» **Document text**
──────────────────────────────
Beyond the issue of whether the Waiver or the Membership Agreement contained the operative release, appellants demonstrated a triable issue of fact as to whether the language of either document contemplated the type of injuries suffered by Nicholas. Both the Membership Agreement and the Waiver released the Club from liability for personal injury from Club activities. “‘Where a participant in an activity has expressly released the defendant from responsibility for the consequences of any act of negligence, “the law imposes no requirement that [the participant] have had a specific knowledge of the particular risk which resulted in his death [or injury.]” . . . Not every possible specific act of negligence by the defendant must be spelled out in the agreement or discussed by the parties. . . . Where a release of all liability for any [*18] act of negligence is given, the release applies to any such negligent act, whatever it may have been. . . . “It is only necessary that the act of negligence, which results in injury to the releasor, be reasonably related to the object or purpose for which the release is given.“‘ [Citation.]” (Leon v. Family Fitness Center (#107), Inc. (1998) 61 Cal.App.4th 1227, 1234-1235 (Leon).) 2

2 The Leon court separately evaluated an assumption of risk provision and a general release in a health club membership agreement. (Leon, supra, 61 Cal.App.4th at pp. 1234, 1235.) It reasoned that for an assumption of the risk provision to be effective, “‘it must also appear that its terms were intended by both parties to apply to the particular conduct of the defendant which has caused the harm.'” (Id. at p. 1234.) We find this analysis sufficiently similar to that required for a general release to engage in a single evaluation.

Appellants offered evidence creating a triable issue of fact as to whether an injury from a child playing dodgeball was sufficiently related to the purpose of the release. Neither Thomas nor Deborah were ever informed that Nicholas would be playing dodgeball at the Club. Dodgeball [*19] was not identified as a Club activity in any of the Club materials. It was not listed as an activity in either the Membership Agreement or the Waiver. It did not appear on the list of Club activities in the membership information form. According to the Club’s written policies, it was not among the activities permitted to be played on the Club’s racquetball courts. Likewise, the Club maintained a policy to preclude supervisors from engaging in dodgeball games with children.
──────────────────────────────
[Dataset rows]
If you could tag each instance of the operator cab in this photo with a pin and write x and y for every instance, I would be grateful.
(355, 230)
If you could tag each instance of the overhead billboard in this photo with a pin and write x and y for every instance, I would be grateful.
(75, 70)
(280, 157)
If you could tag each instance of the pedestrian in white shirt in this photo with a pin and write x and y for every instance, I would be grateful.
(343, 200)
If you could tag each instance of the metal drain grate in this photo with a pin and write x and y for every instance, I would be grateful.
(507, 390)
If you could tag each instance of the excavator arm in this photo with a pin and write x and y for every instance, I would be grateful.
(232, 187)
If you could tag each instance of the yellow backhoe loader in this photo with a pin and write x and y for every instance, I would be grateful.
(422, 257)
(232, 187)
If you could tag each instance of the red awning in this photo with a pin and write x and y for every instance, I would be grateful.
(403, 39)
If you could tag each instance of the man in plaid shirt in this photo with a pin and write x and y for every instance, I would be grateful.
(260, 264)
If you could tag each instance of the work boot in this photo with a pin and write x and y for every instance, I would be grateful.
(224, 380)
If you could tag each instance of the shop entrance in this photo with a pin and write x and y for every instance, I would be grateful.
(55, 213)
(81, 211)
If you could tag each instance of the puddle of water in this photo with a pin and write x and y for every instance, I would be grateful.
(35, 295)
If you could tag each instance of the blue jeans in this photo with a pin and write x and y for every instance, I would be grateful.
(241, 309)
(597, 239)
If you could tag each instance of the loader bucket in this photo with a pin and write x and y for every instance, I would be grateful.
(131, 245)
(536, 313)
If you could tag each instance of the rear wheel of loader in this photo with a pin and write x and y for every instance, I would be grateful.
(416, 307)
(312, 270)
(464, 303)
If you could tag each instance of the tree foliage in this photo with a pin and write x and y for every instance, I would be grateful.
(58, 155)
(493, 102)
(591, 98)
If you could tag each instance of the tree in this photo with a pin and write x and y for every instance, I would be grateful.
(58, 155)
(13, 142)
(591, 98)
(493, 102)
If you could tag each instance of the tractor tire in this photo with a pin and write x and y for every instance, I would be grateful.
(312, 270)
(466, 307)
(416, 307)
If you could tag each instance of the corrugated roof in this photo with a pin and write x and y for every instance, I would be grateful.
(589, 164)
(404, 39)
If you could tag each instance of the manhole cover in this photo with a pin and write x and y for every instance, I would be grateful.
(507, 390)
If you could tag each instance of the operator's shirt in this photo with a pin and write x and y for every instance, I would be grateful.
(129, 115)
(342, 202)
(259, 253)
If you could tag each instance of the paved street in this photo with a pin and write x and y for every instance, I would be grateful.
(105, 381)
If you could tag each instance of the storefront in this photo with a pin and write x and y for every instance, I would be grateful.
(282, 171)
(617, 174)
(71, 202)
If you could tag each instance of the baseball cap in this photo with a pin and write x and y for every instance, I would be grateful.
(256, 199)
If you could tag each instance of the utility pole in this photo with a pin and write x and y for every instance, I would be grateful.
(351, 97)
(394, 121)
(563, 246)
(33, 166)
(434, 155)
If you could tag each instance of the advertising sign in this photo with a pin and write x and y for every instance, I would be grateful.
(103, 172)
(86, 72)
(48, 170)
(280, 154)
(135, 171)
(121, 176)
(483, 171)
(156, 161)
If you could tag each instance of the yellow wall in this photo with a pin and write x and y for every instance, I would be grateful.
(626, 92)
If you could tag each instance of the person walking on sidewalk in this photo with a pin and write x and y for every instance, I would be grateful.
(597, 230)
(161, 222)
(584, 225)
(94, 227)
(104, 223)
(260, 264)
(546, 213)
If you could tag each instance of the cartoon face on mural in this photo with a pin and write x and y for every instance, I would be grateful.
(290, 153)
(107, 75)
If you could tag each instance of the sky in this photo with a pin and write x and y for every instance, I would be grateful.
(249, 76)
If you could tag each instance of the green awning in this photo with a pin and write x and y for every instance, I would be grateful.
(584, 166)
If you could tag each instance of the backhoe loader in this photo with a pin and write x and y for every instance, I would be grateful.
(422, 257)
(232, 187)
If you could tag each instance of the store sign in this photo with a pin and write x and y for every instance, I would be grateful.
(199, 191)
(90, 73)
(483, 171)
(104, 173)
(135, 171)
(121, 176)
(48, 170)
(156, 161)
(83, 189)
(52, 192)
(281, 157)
──────────────────────────────
» **What you need to do**
- a) Please reproduce the part of the court opinion excerpt that starts at "Appellants offered evidence" and ends at "games with children.".
- b) Pull out each line of the listing containing the string "awning", matching its case exactly.

» **The results**
- a)
Appellants offered evidence creating a triable issue of fact as to whether an injury from a child playing dodgeball was sufficiently related to the purpose of the release. Neither Thomas nor Deborah were ever informed that Nicholas would be playing dodgeball at the Club. Dodgeball [*19] was not identified as a Club activity in any of the Club materials. It was not listed as an activity in either the Membership Agreement or the Waiver. It did not appear on the list of Club activities in the membership information form. According to the Club’s written policies, it was not among the activities permitted to be played on the Club’s racquetball courts. Likewise, the Club maintained a policy to preclude supervisors from engaging in dodgeball games with children.

- b)
If you could tag each instance of the red awning in this photo with a pin and write x and y for every instance, I would be grateful.
If you could tag each instance of the green awning in this photo with a pin and write x and y for every instance, I would be grateful.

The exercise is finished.